• [Task brief]:
Print the following lines word for word, without changing anything.

__________________________________________________

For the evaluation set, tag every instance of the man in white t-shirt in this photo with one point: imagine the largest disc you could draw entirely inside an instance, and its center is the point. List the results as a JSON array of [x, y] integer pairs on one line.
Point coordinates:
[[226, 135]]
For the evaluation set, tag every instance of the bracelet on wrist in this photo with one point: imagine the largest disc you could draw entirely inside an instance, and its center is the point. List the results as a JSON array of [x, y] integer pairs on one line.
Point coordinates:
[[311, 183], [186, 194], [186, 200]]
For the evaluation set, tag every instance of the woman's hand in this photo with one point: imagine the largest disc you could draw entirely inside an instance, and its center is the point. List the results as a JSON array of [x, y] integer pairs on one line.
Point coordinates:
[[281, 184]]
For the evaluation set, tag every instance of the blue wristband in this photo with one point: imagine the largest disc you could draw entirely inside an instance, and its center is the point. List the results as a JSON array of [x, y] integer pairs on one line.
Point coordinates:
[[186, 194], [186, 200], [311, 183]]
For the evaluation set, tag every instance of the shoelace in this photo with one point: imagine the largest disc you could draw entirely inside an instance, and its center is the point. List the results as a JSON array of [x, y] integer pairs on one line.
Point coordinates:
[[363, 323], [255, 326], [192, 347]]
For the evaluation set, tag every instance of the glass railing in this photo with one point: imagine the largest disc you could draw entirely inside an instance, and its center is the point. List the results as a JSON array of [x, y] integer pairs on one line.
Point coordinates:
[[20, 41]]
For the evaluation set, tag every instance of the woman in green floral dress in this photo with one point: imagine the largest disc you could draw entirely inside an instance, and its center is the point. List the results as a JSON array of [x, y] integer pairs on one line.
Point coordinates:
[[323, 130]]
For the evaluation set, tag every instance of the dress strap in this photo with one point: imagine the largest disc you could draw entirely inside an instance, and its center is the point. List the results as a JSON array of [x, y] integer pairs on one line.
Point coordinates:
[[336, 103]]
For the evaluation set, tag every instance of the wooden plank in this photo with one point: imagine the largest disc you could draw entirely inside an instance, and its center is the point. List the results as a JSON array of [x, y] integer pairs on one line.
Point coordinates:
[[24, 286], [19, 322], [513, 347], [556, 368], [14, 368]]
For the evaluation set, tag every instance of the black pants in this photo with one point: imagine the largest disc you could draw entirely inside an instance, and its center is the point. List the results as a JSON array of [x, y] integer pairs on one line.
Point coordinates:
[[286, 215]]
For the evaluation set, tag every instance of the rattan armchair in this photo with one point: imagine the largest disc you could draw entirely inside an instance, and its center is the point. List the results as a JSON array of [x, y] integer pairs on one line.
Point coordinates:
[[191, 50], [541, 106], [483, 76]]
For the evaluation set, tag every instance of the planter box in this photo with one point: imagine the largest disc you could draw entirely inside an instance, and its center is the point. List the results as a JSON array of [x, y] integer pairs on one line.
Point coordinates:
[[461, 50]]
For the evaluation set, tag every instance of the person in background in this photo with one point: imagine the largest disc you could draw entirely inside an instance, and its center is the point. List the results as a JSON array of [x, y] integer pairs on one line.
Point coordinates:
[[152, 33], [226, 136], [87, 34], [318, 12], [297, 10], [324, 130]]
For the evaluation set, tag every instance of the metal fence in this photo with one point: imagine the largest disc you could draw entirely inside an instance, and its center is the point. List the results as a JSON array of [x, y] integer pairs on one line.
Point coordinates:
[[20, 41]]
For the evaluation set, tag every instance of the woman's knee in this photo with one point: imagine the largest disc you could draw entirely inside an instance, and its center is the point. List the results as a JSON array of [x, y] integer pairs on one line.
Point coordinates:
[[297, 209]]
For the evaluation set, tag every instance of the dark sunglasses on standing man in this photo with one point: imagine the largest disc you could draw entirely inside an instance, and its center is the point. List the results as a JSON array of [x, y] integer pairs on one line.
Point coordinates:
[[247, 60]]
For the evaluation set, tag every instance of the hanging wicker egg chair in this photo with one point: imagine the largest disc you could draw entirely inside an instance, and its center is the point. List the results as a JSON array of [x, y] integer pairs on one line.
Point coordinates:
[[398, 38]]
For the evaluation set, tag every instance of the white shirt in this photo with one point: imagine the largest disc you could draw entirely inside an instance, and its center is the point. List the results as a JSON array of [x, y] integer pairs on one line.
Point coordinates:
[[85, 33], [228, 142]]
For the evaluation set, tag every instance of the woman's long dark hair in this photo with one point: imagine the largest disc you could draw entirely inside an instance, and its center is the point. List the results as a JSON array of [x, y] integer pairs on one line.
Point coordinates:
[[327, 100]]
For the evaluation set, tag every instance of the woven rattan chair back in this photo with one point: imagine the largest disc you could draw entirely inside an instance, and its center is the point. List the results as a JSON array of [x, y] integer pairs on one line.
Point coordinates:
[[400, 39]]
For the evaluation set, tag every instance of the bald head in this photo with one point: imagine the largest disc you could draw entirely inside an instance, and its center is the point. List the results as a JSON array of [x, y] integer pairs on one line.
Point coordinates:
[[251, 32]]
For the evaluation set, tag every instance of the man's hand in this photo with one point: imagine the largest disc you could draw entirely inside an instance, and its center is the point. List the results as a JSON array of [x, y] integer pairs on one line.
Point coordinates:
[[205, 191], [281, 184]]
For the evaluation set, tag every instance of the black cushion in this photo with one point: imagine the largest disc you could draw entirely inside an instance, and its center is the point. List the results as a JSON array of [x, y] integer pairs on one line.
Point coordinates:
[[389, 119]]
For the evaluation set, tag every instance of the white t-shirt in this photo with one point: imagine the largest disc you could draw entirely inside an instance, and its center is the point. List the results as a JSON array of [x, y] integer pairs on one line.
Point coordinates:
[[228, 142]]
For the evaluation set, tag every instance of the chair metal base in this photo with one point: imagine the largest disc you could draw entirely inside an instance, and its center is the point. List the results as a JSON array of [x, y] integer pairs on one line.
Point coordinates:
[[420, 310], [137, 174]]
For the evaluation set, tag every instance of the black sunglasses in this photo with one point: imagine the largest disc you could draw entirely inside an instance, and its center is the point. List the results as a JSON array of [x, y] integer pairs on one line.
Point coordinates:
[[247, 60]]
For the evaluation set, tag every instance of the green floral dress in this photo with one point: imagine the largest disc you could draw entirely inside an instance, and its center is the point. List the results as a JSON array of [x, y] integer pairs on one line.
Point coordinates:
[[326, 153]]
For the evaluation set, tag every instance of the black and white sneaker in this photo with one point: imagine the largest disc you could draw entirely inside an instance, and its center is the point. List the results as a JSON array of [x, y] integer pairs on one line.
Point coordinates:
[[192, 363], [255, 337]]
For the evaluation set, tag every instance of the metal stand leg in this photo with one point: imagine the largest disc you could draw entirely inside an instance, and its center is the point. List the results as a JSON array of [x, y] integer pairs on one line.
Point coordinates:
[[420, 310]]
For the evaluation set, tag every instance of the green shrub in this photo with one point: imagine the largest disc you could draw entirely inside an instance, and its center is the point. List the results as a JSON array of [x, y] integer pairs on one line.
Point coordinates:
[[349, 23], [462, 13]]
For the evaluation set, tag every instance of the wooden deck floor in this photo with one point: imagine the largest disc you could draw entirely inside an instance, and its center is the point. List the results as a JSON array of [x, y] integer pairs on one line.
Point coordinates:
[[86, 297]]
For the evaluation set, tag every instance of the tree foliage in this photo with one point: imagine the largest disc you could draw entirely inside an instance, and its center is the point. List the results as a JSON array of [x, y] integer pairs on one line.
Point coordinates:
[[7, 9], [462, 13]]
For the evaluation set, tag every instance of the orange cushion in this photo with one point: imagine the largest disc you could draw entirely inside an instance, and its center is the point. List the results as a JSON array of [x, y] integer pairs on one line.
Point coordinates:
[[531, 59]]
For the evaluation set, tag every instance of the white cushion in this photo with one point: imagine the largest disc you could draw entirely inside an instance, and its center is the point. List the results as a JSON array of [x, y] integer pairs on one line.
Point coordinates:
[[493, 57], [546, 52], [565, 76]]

__________________________________________________

• [Solution for this task]:
For the evaluation set, tag every instance of the man in white t-shirt in this photo with one point: imagine the largest disc you could draw entirely inside an instance, and its center is the point. List the results as a JSON array of [x, y] integer pairs on one line.
Point coordinates:
[[226, 135]]
For the evaluation set, tag every instance of the bracelet on wrist in this photo with one point: imagine the largest disc you could draw entirely inside an instance, and its center is the point. List the results as a JSON array of [x, y] integer pairs on one line.
Point coordinates:
[[311, 183], [186, 194], [186, 200]]
For the evaluation set, tag every instance of the woman's hand in this photo with one point: imagine the largest disc you could draw entirely inside an instance, and its center is the point. List the results as a JSON array of [x, y] integer pairs on one line.
Point coordinates:
[[281, 184]]
For the evaluation set, tag every instance of the blue wristband in this photo with one point: imagine the largest disc you could draw entirely inside an instance, and its center is the point. List the results as a JSON array of [x, y] integer pairs on one line.
Point coordinates:
[[186, 194], [186, 200], [311, 183]]
For the evaluation set, tag every instance of the shoelace in this photo with one point: imagine the largest disc you could draw entirely inside an instance, and its center is the point. List the results as a JSON array of [x, y] integer pairs on one line.
Point coordinates:
[[363, 323], [255, 326], [192, 347]]
For the evaluation set, tag every instance of the glass railing in this photo with one point: imagine the largest disc you could draw entirely inside an instance, and its center is the point. List the results as a JSON array of [x, y] integer pairs on one line.
Point coordinates:
[[20, 41]]
For the evaluation set, tag every instance of the woman in green floral dress in this photo with one point: imagine the largest disc you could draw entirely inside an instance, and its center is the point. List the results as a JSON array of [x, y] integer pairs on one line.
Point coordinates:
[[323, 130]]
For the evaluation set, tag every instance of the dress strap in this photo with one point: imagine the largest disc you could draw entirely inside an instance, and its center is the point. List the results as a JSON array of [x, y] integer pairs on one line.
Point coordinates:
[[336, 103]]
For the evaluation set, tag every instance of the wooden plank in this photo with one point: imagine the largest disc you could draw entirely inside an instance, and its center is the point. List the results as a JSON array of [x, y] integer pairs on one line.
Point coordinates:
[[24, 286], [19, 322], [513, 347], [556, 368], [14, 368]]
For the evaluation set, tag every instance of the black pants in this photo with one point: imagine the largest disc you could draw entirely inside an instance, and its center is the point. List the results as a JSON array of [x, y] integer pairs on one line.
Point coordinates:
[[286, 215]]
For the evaluation set, tag every instance of the rattan armchair in this photo with one point: imagine the largest disc you could draw entirely inside an instance, and its center is the point. List the results as a JSON array of [x, y] integer pairs on one line.
Point coordinates:
[[191, 50], [541, 106], [483, 76]]
For the evaluation set, tag every instance of the planter box in this photo with one point: imagine the largest disc you could draw entirely inside an instance, and its center is the point. List the results as a JSON array of [x, y] integer pairs on one line.
Point coordinates:
[[461, 50]]
For the evaluation set, tag every instance of the person in background in this photo with one point: imagine the largest disc you could draw entirely inside an instance, and its center is the point. List the results as a JSON array of [x, y] integer pairs on one line.
Point coordinates:
[[152, 33], [226, 136], [87, 34], [318, 12], [297, 10], [324, 130]]
For the evaluation set, tag every instance of the metal fence in this photo with one point: imagine the largest disc you could draw entirely inside an instance, and its center is the point. List the results as a JSON array of [x, y] integer pairs on one line.
Point coordinates:
[[20, 41]]
For the evaluation set, tag every instance of the woman's knee in this photo with one point: imagine the largest disc you could draw entirely inside an instance, and its center is the point. List the results as a JSON array of [x, y] integer pairs on one line.
Point coordinates:
[[297, 209]]
For the evaluation set, tag every instance of the dark sunglasses on standing man in this photo with one point: imagine the largest disc you could draw entirely inside an instance, and its center is the point. List the results as a JSON array of [x, y] integer pairs on one line.
Point coordinates:
[[247, 60]]
For the evaluation set, tag every instance of the hanging wicker egg chair in this photo with one point: imagine the largest disc you could draw entirely inside an instance, and its center is the point. List the results as a JSON array of [x, y] integer pairs on one line.
Point coordinates:
[[398, 38]]
For the evaluation set, tag every instance of the white shirt in this photo with one point: imagine the largest disc you could draw entirely inside an instance, and its center is the point. List the results as a JSON array of [x, y] integer pairs on one line.
Point coordinates:
[[85, 33], [228, 142]]
For the evaluation set, tag every instance of the woman's long dark hair in this photo with one point: imagine the largest disc you could draw entirely inside an instance, and its center is the point. List the results as a JSON array of [x, y] integer pairs on one line.
Point coordinates:
[[327, 100]]
For the evaluation set, tag every instance of the woven rattan chair back in this photo with one point: imagine the largest disc you could draw entirely inside an instance, and its center is the point. List the results as a JSON array of [x, y] integer pairs on one line.
Point coordinates:
[[400, 39]]
For the evaluation set, tag every instance of the bald head in this photo with one point: imagine the largest disc you could draw entirely inside an instance, and its center is the point. List the results as a JSON array of [x, y] integer pairs on one line.
Point coordinates:
[[251, 32]]
For the evaluation set, tag every instance of the man's hand in this photo with one point: imagine the largest disc you could draw entirely inside an instance, and its center is the point. List the results as a JSON array of [x, y] integer pairs on one line.
Point coordinates:
[[205, 191], [281, 184]]
For the evaluation set, tag every instance of the black cushion in this photo with one point: imagine the largest disc you could draw entirely inside an instance, and its center is the point. List the results as a JSON array of [x, y] integer pairs on one line.
Point coordinates:
[[389, 119]]
For the evaluation set, tag every instance of the white t-shirt in this photo with one point: imagine the largest disc you could draw entirely inside an instance, and its center is the point. List the results as a JSON array of [x, y] integer pairs on one line.
Point coordinates:
[[228, 142]]
For the evaluation set, tag every instance of the chair metal base in this photo with one point: imagine the largest disc you could draw entirely inside an instance, and its center is the point. List the results as a JSON array of [x, y] integer pairs on one line.
Point coordinates:
[[420, 310], [137, 174]]
For the evaluation set, tag every instance of the black sunglasses in this photo with one point: imagine the largest disc you could draw entirely inside an instance, and its center is the point. List the results as a JSON array of [x, y] integer pairs on one line.
Point coordinates:
[[247, 60]]
For the evaluation set, tag every instance of the green floral dress in this photo with one point: imagine the largest disc you could draw entirely inside an instance, and its center is the point. List the results as a JSON array of [x, y] integer pairs on one line.
Point coordinates:
[[326, 153]]
For the evaluation set, tag every instance of the black and white sneaker in this photo with one point: imagine the largest disc you could draw entirely inside an instance, and its center is the point. List the results as a JSON array of [x, y] integer pairs on one line.
Point coordinates:
[[192, 363], [255, 337]]
For the evaluation set, tag every instance of the metal stand leg in this photo with one point: imagine the largest disc you could draw entirely inside an instance, and its center is the point. List the results as a JSON array of [x, y] integer pairs on one line.
Point coordinates:
[[420, 310]]
For the evaluation set, tag every instance of the green shrub in this photo with one point: imagine the largest disc you could draw entirely inside an instance, and its center is the point. List the results as a JSON array of [x, y] integer pairs on one line.
Point coordinates:
[[349, 23], [462, 13]]
For the evaluation set, tag every instance of the wooden deck floor in this photo with one point: imagine the largest disc you could draw entirely inside an instance, and its center is the point. List the results as a JSON array of [x, y] integer pairs on one line.
Point coordinates:
[[86, 297]]
For the evaluation set, tag every instance of the tree foliage in this photo with one point: imagine the largest disc you could draw entirely inside an instance, and its center is the point. List the results as a JSON array of [x, y] integer pairs on one line.
Point coordinates:
[[7, 9], [462, 13]]
For the evaluation set, tag every instance of the orange cushion in this photo with one point: imagine the largest disc you could draw entirely inside an instance, and its center is the point. List the results as a JSON array of [x, y] integer pairs on one line.
Point coordinates:
[[531, 59]]
For the evaluation set, tag every instance of the white cushion in this photo with one point: imagine the largest disc you could draw entirely inside an instance, and its center is the point. List the results as a JSON array of [x, y] integer pairs on one line.
Point coordinates:
[[493, 57], [546, 52], [565, 76]]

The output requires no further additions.